**YOUR GOAL**
Go through the entries below and pick out every line with "open".

Data extracted from a collection:
══════

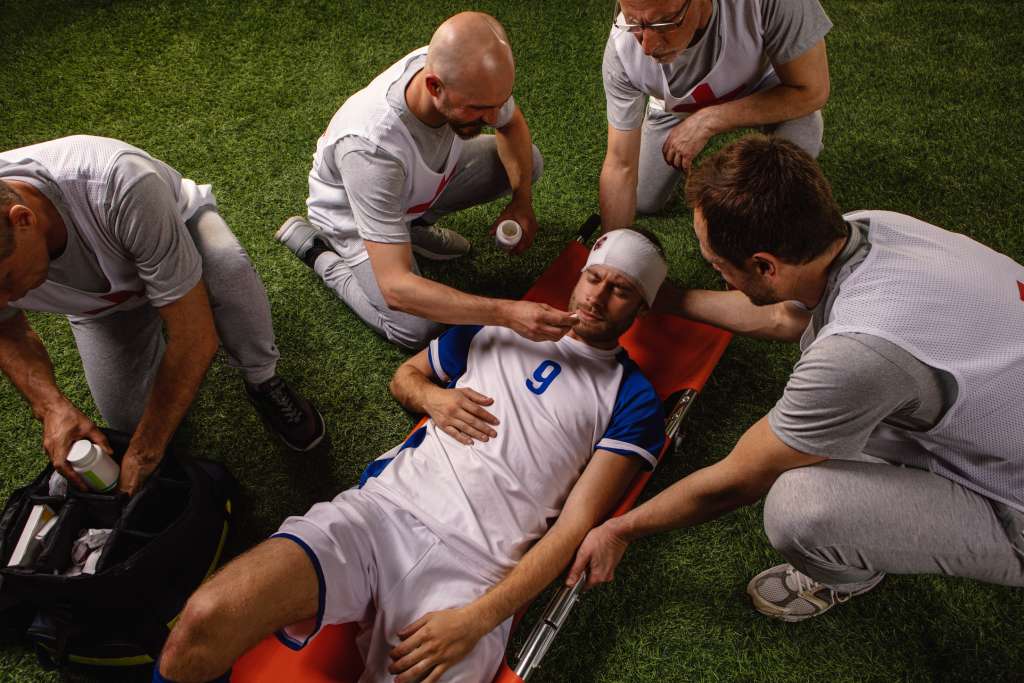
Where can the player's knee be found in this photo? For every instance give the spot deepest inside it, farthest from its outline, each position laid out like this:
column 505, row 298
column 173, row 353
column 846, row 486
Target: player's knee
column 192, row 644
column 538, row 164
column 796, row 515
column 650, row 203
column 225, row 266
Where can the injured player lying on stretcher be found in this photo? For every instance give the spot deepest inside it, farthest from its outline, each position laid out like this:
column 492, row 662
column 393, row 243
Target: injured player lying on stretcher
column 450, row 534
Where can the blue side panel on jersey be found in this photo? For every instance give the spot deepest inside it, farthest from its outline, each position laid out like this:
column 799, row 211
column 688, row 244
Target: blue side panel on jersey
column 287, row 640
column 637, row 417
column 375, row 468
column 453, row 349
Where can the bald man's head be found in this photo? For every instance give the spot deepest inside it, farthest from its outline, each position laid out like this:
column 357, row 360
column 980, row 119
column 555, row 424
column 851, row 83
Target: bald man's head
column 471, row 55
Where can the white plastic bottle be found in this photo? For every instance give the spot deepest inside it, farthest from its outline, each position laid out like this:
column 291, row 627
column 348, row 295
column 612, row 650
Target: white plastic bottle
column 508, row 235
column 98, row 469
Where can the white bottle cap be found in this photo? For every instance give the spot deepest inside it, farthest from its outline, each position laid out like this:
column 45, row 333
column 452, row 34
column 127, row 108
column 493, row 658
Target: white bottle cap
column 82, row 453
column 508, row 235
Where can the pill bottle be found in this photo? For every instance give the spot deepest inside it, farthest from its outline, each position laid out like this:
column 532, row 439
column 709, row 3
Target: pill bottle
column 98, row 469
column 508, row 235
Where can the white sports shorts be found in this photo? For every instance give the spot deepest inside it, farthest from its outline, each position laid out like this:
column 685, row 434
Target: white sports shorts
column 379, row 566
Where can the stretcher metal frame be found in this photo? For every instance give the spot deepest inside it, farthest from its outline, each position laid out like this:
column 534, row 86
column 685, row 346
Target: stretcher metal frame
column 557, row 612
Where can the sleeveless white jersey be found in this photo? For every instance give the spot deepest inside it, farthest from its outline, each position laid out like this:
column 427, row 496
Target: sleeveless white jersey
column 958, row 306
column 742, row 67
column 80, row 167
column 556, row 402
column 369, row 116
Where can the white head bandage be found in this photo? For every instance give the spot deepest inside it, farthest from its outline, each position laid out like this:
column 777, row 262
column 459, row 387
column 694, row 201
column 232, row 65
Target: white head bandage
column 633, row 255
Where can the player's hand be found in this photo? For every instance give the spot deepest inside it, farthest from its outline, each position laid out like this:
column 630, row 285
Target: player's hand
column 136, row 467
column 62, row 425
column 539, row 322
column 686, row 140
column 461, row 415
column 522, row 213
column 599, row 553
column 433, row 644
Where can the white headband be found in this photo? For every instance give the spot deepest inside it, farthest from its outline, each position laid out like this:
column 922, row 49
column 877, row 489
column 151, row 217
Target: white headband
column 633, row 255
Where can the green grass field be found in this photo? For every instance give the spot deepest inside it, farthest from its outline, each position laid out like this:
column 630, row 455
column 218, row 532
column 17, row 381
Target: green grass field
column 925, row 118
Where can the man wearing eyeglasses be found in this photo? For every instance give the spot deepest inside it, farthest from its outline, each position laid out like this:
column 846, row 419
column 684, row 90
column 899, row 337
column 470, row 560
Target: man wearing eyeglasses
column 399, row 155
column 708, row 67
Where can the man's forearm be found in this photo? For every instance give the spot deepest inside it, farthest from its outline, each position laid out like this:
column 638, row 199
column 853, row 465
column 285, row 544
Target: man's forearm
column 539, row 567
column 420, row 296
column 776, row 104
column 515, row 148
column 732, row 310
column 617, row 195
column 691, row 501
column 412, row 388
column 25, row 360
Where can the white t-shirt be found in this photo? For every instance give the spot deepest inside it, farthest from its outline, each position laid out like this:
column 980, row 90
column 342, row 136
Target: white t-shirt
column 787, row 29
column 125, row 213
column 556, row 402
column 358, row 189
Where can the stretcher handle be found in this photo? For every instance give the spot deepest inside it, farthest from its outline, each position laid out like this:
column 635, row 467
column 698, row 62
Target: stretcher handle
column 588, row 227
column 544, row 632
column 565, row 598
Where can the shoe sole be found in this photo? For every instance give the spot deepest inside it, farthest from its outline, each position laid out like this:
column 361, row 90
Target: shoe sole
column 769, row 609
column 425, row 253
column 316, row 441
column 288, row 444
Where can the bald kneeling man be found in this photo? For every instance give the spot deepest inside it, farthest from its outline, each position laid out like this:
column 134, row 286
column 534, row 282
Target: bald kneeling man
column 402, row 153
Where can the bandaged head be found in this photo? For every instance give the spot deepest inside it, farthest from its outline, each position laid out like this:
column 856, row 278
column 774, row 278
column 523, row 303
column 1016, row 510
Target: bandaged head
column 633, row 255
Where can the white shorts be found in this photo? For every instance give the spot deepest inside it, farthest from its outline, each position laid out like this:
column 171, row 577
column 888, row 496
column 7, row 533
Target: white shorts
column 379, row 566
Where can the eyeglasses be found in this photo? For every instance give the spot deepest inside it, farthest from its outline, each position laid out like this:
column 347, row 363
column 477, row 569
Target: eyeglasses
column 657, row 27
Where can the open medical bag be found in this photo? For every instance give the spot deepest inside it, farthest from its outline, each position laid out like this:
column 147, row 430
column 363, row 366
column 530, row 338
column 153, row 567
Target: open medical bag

══════

**TASK RESPONSE**
Where can the open medical bag be found in this photo? For every instance give the spot deepest inside it, farthest from its outline, each position laid out like this:
Target: open medical bag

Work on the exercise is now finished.